### Things to do
(1) In the article below about the Tulum hotel closures, in what year did the law requiring an Environmental Impact Study for work on existing properties take effect, according to John Kendall?
(2) Pick up the article on the Tulum hotel closures after its final sentence and keep writing.

Federal government officials, accompanied by the military, came to Tulum and put up closed signs on five hotels on July 20th, according to a report by the Associated Press. The hotel owners said they are angry about what is happening and the way it is being handled. They said they don’t believe soldiers have any place at the little piece of heaven they have carved out for themselves and their guests, and that they don’t even think the federal government has a valid case to begin with. 

“Using the army to close down businesses is illegal,” said an outraged Roberto Palazuelos, president of the Tulum Hotel Owners Association. “I have never seen anything like it." His hotel, Diamante K, is among the businesses that suddenly find themselves in trouble.

As it stands, all the hotels are still open because they won an injunction against the order to close down.   

The white sand beaches and Mayan ruins at Tulum
Tulum beaches are some of the most beautiful and underdeveloped in the Yucatan region
Tulum, Mexico

Located just 81 miles from the resort city of Cancun, Tulum is a small town of roughly 10,000 people and has breathtaking white sandy beaches and a Mayan archeological zone. 

With none of the massive, ostentatious all-inclusive hotels that are the fixtures of Cancun anywhere in sight, the Tulum beaches are some of the most beautiful and underdeveloped in the area, according to Travel Yucatan, a vacation planning information website for the Yucatan peninsula. 

More importantly, the area’s Mayan ruins are located nearby, giving potential tourists one more reason to visit and bring much-needed income to the community. Local residents mostly live within the town limits of Tulum and their livelihoods are largely dependent on the tourism industry. “Boutique eco hotels are the best way to preserve Tulum and other similar destinations,” according to Save Eco Destinations, a website dedicated to these hotel's cases which is run anonymously for fear of retaliation. 

The dispute

John Kendall, an American who owns Mezzanine, one of the hotels targeted for closing, said he bought his property in 2003 with clean titles. Until then, it was a backpacker establishment that had been in business for more than 10 years. Once he took over, he transformed it into a high-end eco-lodge that caters to a well heeled clientele. 

Castillo de Tulum Mayan ruins
Federal claims concerning the park are suspect at best
“The pretext on which the Federal Government tried to close us relates to a number of supposed environmental infractions,” Kendall said. The government is insisting that an Environmental Impact Study needed to be done before Mezzanine was remodeled, but according to Kendall, the law requiring it for work on existing properties didn’t come into effect until 2005, two years after he took over the hotel. In addition, he said he was given a permit to renovate the place by the local government. “They have no right to ask for an environmental impact study and certainly no right to close down an operating business,” he said.

### Data entries
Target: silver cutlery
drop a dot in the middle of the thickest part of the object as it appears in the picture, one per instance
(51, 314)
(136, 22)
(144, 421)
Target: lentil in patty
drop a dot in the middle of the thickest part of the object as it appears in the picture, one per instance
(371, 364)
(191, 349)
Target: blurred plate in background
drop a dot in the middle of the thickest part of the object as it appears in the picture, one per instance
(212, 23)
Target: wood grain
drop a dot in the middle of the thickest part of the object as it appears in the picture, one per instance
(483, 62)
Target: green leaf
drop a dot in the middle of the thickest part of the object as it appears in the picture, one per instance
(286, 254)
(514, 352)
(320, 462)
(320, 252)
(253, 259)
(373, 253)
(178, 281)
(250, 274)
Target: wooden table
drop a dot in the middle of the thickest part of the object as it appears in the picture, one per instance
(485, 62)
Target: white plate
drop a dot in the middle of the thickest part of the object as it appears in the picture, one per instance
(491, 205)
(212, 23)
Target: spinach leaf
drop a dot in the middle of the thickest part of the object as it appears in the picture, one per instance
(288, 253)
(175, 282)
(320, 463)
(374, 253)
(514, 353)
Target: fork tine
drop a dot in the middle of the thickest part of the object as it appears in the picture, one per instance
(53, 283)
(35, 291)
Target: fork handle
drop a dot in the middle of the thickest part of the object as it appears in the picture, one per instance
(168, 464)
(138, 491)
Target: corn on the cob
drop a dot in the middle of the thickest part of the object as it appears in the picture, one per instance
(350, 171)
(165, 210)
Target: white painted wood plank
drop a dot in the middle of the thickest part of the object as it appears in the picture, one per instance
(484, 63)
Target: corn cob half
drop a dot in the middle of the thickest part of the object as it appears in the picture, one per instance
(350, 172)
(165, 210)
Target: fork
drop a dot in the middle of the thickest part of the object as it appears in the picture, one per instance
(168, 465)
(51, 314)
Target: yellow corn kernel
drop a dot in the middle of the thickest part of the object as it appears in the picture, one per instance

### Responses to the exercise
(1) 2005

(2)
The problem these hotels are facing is actually much bigger than whether or not an environmental impact assessment is needed. The Federal government claims that they were built on a national park where no type of development is allowed.

Mexico’s Federal Environmental Prosecutor, Patricio Patron, wants the buildings not just closed down, but ultimately removed from land the federal government says is protected, according to the AP. The hotels are not only too near to the historical ruins, but they are also on land reserved for protected species, Patron told the press.

The state government, on the other hand, stands by the titles it had issued to the owners of the properties affected.  “Everyone has proper titles,” said Palazuelos.

The national park was decreed in 1981 but the legal process was never completed properly by the Federal Government, according to Kendall and Palazuelos. As it turned out, the State Government then titled and sold parts of the Tulum beach to different investors. “The bigger issue, which has not yet surfaced, is a fight between the Federal and the State government on whether the State illegally titled land that was protected in a national park,” Kendall said. 

All this information, according to Kendall, just recently surfaced. He said he had no idea such issues existed before he bought his property. 

Rumor has it that the Kor Group, a Los Angeles-based real estate investment and management company, is also mired in a similar conflict. The company has apparently paid some $50 million for the beach next to Mezzanine and has not, so far, been able to develop it. “If a giant, sophisticated investor can be fooled, what hope for the little guys like me?” Kendall said. 

“If the government succeeds in closing these and other hotels in the area, it will most likely sell the land to major developers who will build large all-inclusive type hotels,” according to Save Eco Destinations.

There is a lot of speculation as to why these particular hotels are targeted to be closed down, but it seems no one outside Patron’s office believes it is for environmental reasons. Almost everyone agrees that once these hotels are gone, other investors will take over the land. Some worry it would result in the destruction of the fragile ecosystem in the area.  

Tulum coastline at sunset with two lone beach chairs
Real estate disputes can take years to resolve in Mexico
Corruption and the Mexican judicial system

“In Mexico, people with connections can go a long way in violating laws,” according to Save Eco Destinations. The author said they know there are two legal sides to the issue. Whatever the final decision is, they want things to proceed lawfully and “not by sending in the army as if the hotel owners and tourists were drug traffickers.”

Resolving real estate related disputes through the Mexican court system is far from simple and could take years, according to the 2007 Investment Climate Statement by the U.S. State Department. There have apparently been a number of property dispute cases that involved foreigners in popular tourist areas, including the Yucatan. 

Conflicts that are often considered civil cases in the United States can fall under criminal proceedings in Mexico, the report also warned. Foreigners who find themselves in commercial disputes should hire a knowledgeable Mexican lawyer to help them through the maze of the judicial system.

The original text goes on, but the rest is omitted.